Задания:
1) Переведите на английский язык следующее предложение из фрагмента о братьях-аферистах: «Но, оказывается, бывают и аферы, и дела почище».
2) Напишите продолжение рассказа о братьях-аферистах, начиная сразу после его последнего предложения.

Фрагмент страницы:
Мне по своей наивности казалось: ну что за аферы могут быть в Советском Союзе?! Но, оказывается, бывают и аферы, и дела почище. Были у братьев и ограбления банков при помощи всего лишь двух игрушечных пистолетов; был и угон железнодорожных вагонов с грузом каких-то ходовых товаров, были и еще всякие «занимательные» истории, когда братьям, «работавшим» вдвоем, удавалось, в стиле Остапа Бендера или героев О. Генри, без особого труда охмурять доверчивых простаков.

Конечно, не всегда все происходило гладко и блестяще, и братья уже имели не по одному аресту, и не раз «куковали» в лагерях, но каждый раз им удавалось бежать, но через какое-то время они попадались вновь. Сроки их наказаний давным-давно перевалили за десятку, так что, по существу, они больше ничем не рисковали: Расстрела ни за побег, ни за аферы по Уголовному кодексу не предусматривалось, а добавлять сверх десяти лет им не могли, потому что десятка в те времена была «потолком».

Строки:

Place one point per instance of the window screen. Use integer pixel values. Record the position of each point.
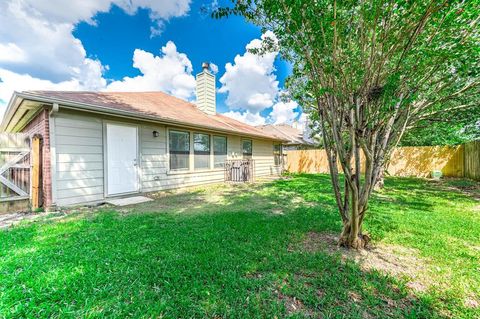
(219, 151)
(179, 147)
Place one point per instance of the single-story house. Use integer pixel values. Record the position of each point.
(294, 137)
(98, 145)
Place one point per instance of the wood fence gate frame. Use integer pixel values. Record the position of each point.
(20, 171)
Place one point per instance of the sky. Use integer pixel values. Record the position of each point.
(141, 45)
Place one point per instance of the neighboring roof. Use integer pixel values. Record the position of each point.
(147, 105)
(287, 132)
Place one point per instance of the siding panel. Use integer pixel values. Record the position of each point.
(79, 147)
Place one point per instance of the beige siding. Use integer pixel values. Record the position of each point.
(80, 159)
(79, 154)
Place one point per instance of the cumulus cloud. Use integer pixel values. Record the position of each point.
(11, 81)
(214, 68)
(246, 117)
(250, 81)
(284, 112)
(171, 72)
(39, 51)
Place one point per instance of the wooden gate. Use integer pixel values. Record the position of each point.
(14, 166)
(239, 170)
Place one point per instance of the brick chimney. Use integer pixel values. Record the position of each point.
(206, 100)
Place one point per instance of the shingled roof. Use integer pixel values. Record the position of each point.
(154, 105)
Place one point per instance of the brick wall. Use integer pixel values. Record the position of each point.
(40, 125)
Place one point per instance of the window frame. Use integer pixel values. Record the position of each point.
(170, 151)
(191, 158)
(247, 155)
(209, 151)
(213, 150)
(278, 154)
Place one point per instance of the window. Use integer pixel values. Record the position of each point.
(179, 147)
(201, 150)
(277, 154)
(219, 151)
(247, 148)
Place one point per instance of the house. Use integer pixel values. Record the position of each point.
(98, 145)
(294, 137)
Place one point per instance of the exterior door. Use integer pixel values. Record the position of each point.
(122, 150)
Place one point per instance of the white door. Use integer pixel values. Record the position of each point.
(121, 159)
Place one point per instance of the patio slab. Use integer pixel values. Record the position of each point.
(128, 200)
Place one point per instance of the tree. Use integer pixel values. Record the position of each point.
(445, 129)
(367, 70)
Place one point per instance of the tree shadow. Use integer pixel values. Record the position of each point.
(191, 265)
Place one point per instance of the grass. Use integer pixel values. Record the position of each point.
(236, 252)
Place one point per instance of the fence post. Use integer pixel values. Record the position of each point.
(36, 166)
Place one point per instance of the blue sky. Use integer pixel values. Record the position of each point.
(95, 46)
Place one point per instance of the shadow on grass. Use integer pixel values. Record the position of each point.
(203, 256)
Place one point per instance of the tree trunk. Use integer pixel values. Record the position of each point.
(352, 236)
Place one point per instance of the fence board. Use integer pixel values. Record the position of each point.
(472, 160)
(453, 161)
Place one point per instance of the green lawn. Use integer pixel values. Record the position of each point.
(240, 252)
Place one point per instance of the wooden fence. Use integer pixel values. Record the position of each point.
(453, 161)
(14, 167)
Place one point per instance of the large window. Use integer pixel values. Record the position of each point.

--

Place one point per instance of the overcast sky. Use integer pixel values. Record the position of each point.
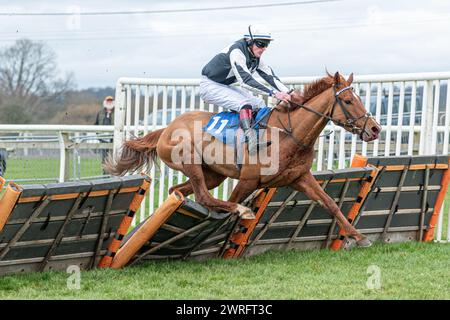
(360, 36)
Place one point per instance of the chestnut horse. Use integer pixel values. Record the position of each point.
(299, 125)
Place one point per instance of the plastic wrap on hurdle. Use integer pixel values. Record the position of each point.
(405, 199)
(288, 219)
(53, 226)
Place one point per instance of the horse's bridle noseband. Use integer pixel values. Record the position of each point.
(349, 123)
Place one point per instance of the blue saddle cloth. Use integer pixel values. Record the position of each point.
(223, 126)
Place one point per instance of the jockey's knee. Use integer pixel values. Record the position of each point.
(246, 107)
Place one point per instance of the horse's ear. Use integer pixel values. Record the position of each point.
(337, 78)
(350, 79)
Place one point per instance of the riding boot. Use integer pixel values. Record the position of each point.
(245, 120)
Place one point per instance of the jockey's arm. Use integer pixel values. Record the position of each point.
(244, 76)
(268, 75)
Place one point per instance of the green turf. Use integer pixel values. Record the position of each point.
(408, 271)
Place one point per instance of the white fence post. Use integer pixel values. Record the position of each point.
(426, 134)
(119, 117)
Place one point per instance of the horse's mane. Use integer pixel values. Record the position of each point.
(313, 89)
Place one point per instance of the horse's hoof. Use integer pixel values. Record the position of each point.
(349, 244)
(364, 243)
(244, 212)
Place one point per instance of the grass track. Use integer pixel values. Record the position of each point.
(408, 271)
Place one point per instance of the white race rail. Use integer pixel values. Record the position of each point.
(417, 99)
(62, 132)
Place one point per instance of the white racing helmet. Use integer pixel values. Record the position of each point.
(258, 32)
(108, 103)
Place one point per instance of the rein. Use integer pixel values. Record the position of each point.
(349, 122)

---

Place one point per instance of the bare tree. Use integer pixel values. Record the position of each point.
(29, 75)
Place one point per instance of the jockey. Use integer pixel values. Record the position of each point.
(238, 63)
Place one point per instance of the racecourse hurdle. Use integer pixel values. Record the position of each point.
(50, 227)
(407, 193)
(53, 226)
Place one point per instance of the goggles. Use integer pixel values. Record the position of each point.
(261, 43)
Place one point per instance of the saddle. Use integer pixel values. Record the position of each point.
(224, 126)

Ожидаемые ответы:
1) But, as it turns out, there are both swindles and even shadier dealings.

2)
Но НКВД хорошо их знало, и они, как говорится, сидели у него «в печенках». В последний раз братьев забрали в Ялте, где они тихо и мирно проживали итоги последнего «мероприятия», но однажды в ресторане их кто-то опознал. В лагере подельников разъединили, и на «Водоразделе» в 37-м оказался один Владимир Николаевич. Был он весел, жизнерадостен, остроумен, умел ладить со всеми — и с интеллигенцией, и с урками. Слушать его рассказы было большим удовольствием.

Любил он поддразнивать конвоиров и обещал им, что непременно убежит в первый же дождик, когда собака не возьмет след. Конвоиры его ненавидели, не хотели водить на работу, но не взять не имели права. И даже когда вся бригада работала, вернее, копошилась в лесу, Экк все равно валялся в тени «за счет ВОХРа», так как конвоиры не желали рисковать. А он мирно наслаждался своими 400 граммами хлеба и даже понемножку делился с нами.

В конце концов Экк все же выполнил свое насмешливое обещание и бежал в первый осенний дождик. Впрочем, это случилось уже без меня, и я об этом узнала позже.

К сожалению, мне не довелось услышать много о приключениях братьев Экк, так как нас недолго гоняли на лесоповал. Очевидно, даже наше не шибко грамотное лагерное начальство, начальство «спецдоводиловки» — иначе наш лагерь не назовешь, обеспокоилось, как бы «чего не вышло» по поводу такой явно никчемной, никакой пользы не приносящей и не оправдывающей себя работы.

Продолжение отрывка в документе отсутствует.